Coordinate labeling data
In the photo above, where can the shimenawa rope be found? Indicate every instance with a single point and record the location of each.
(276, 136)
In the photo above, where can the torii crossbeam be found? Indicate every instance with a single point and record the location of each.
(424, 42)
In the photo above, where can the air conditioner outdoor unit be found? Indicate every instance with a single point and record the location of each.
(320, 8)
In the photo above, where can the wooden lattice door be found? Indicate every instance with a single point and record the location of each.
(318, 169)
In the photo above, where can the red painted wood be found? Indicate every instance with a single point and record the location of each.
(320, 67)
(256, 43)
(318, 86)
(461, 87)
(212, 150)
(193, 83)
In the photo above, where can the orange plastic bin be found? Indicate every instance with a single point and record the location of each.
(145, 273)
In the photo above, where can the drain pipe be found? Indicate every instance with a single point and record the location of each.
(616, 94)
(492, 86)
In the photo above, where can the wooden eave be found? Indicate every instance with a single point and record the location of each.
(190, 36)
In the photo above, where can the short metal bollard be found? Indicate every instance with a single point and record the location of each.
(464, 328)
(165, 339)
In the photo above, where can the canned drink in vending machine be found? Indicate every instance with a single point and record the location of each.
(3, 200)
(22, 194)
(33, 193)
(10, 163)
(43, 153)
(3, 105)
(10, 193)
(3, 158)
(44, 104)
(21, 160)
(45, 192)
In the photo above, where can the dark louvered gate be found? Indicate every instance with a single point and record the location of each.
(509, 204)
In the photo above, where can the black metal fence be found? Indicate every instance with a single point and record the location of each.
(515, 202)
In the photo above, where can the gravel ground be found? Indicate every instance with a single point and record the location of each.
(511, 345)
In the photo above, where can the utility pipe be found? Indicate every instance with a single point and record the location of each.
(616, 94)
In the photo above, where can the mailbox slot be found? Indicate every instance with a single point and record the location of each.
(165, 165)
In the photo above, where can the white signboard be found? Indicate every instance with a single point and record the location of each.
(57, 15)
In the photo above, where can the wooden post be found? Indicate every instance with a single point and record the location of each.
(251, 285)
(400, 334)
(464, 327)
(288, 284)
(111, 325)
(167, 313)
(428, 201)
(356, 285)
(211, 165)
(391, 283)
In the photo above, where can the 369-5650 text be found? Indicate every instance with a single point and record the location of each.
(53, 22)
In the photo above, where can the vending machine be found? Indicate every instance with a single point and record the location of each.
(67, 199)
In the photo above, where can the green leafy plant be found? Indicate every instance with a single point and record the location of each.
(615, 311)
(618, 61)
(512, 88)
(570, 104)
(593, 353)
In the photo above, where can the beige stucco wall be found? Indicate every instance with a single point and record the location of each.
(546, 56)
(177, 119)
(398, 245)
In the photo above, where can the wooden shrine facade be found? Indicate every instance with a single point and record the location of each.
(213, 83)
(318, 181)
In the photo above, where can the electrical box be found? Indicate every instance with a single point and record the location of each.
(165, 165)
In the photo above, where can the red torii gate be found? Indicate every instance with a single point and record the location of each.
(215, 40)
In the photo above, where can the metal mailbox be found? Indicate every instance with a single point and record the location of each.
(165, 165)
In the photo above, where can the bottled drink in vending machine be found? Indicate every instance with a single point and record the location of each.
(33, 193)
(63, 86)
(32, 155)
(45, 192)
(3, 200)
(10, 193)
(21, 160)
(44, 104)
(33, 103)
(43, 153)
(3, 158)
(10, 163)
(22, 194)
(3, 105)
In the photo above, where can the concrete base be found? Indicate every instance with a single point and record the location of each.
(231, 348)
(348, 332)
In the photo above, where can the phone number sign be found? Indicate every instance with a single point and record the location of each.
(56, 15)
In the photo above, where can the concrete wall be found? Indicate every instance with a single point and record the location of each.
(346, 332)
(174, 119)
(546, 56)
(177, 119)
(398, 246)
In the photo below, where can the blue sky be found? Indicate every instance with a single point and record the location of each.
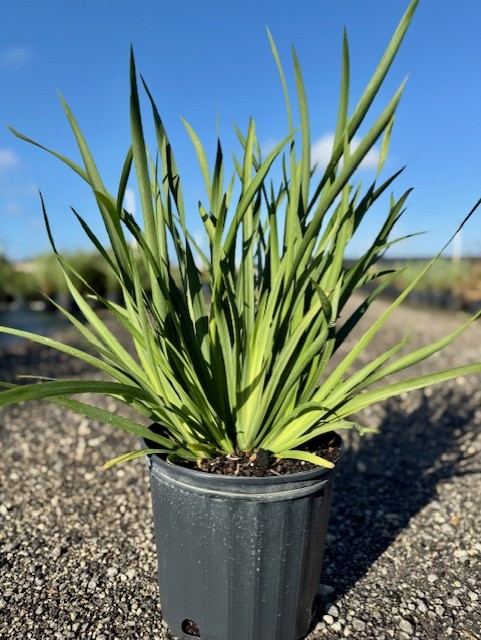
(210, 63)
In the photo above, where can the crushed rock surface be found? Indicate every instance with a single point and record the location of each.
(77, 556)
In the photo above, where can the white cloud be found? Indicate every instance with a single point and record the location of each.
(15, 58)
(322, 148)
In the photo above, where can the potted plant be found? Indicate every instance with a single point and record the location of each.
(241, 382)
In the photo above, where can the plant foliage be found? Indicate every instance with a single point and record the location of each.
(247, 366)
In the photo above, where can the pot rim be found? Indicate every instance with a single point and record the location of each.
(219, 479)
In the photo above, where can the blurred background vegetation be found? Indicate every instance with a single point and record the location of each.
(453, 284)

** JOB **
Repeat all of the records above word for word, and leave the pictures out of your answer.

** WRITTEN REPLY **
In the photo above, where can the shimenawa rope be found? Indicate every instance with a single point and record the location of each.
(276, 136)
In the photo above, where can the torii crossbeam be found? Indicate every instance with a single point and record the location of each.
(424, 42)
In the photo above, where can the air conditioner outdoor unit be found? Indicate every instance with a single point and record the location of each.
(320, 8)
In the photo above, where can the wooden lattice door be found? Indicate every instance with a single point and record the location of each.
(318, 169)
In the photo above, where can the red painted wood be found? Indicate every instance with a single point and record the location of each.
(320, 67)
(256, 43)
(318, 86)
(461, 87)
(212, 150)
(193, 83)
In the photo above, where can the orange plastic bin be found? Indicate every instance with a single point and record the location of each.
(145, 273)
In the photo above, where can the drain pipe be found? Indicate every instance with a single point and record the location of each.
(616, 94)
(492, 86)
In the photo above, where can the wooden eave be found? Indicate every instance with a single point and record the location of each.
(190, 36)
In the photo above, where can the short metal bollard be found? Indicate every instance with a single point and record the location of each.
(464, 328)
(165, 339)
In the photo above, where can the canned drink in vending machine be found? Indicate every instance with a single point and record the location of each.
(3, 200)
(22, 194)
(33, 193)
(10, 163)
(43, 153)
(3, 105)
(10, 193)
(3, 158)
(44, 104)
(21, 160)
(45, 192)
In the photo above, where can the dark louvered gate be found? Indicate every instance with a single point and record the location of each.
(509, 204)
In the photo above, where can the black metal fence be found? Indicate every instance with a single point and record the location of each.
(515, 202)
In the photo above, where can the gravel ground be found? Indicate every instance with a single point and record the location of each.
(511, 345)
In the photo above, where can the utility pipe be found? Indicate every instance with a single point and record the location of each.
(616, 94)
In the photo above, where can the mailbox slot be found? Indicate every instance with a single point and record the location of each.
(165, 165)
In the photo above, where can the white signboard be found? Indicate every instance with a single point and record the location of each.
(57, 15)
In the photo above, where can the wooden post be found? Indicate every instance with a single point and record the location of each.
(251, 285)
(400, 334)
(464, 327)
(288, 284)
(111, 325)
(167, 313)
(428, 201)
(356, 285)
(211, 165)
(391, 283)
In the photo above, where can the 369-5650 text be found? Indicate every instance with a single point and record the location of each.
(53, 22)
In the photo above, where can the vending machine be found? Indicate every instance with a single point and record the location of each.
(67, 199)
In the photo above, where can the green leafy plant be found? Indicate every instance with a single point and record the location of each.
(615, 311)
(618, 61)
(512, 88)
(570, 104)
(593, 353)
In the photo above, where can the beige stucco wall be found? Indicate every instance with a single point and record the location of each.
(546, 56)
(177, 119)
(398, 245)
In the photo above, where can the wooden shrine facade be found? Indicate every instance with a single point and record the location of each.
(213, 83)
(318, 181)
In the photo above, where can the electrical box be found? Indicate every instance with a single point and record the location of each.
(165, 165)
In the photo above, where can the red torii gate be found? Indicate every instance with a single point and record the location of each.
(215, 40)
In the photo above, where can the metal mailbox be found? Indicate every instance with a single point and record the location of each.
(165, 165)
In the photo above, where can the bottled drink in vending machine be found? Indicate every instance with a single point and record the location of each.
(33, 193)
(63, 86)
(32, 155)
(45, 192)
(3, 200)
(10, 193)
(21, 160)
(44, 104)
(33, 103)
(43, 153)
(3, 158)
(10, 163)
(22, 194)
(3, 105)
In the photo above, where can the concrete base be found? Indicate every instance with a single point and record the location of each.
(231, 348)
(348, 332)
In the photo above, where can the phone number sign be found? Indicate every instance with a single point and record the location of each.
(56, 15)
In the photo above, where can the concrete wall be found? Indicate every instance with a single point and record the location of each.
(346, 332)
(174, 119)
(546, 56)
(177, 119)
(398, 246)
In the photo below, where can the blue sky be found? Indicate every instance with a single point and record the location of each.
(210, 63)
In the photo above, where can the crushed rock surface be found? Indicate every instance with a single point and record the location of each.
(77, 556)
In the photo above, where can the white cloud be found? Indicate every instance with a single point and record the location of each.
(15, 58)
(322, 148)
In the photo above, where can the potted plant be found? Indicate every instance with a single point and record the location of each.
(241, 382)
In the photo above, where can the plant foliage be found? Indicate every instance with a single point and record the location of each.
(247, 366)
In the photo above, where can the pot rim be found? Indicate every instance with a single point and record the location of each.
(219, 479)
In the photo above, where can the blurred background vegetation be found? Indicate every instance with a single point and record the location of each.
(453, 284)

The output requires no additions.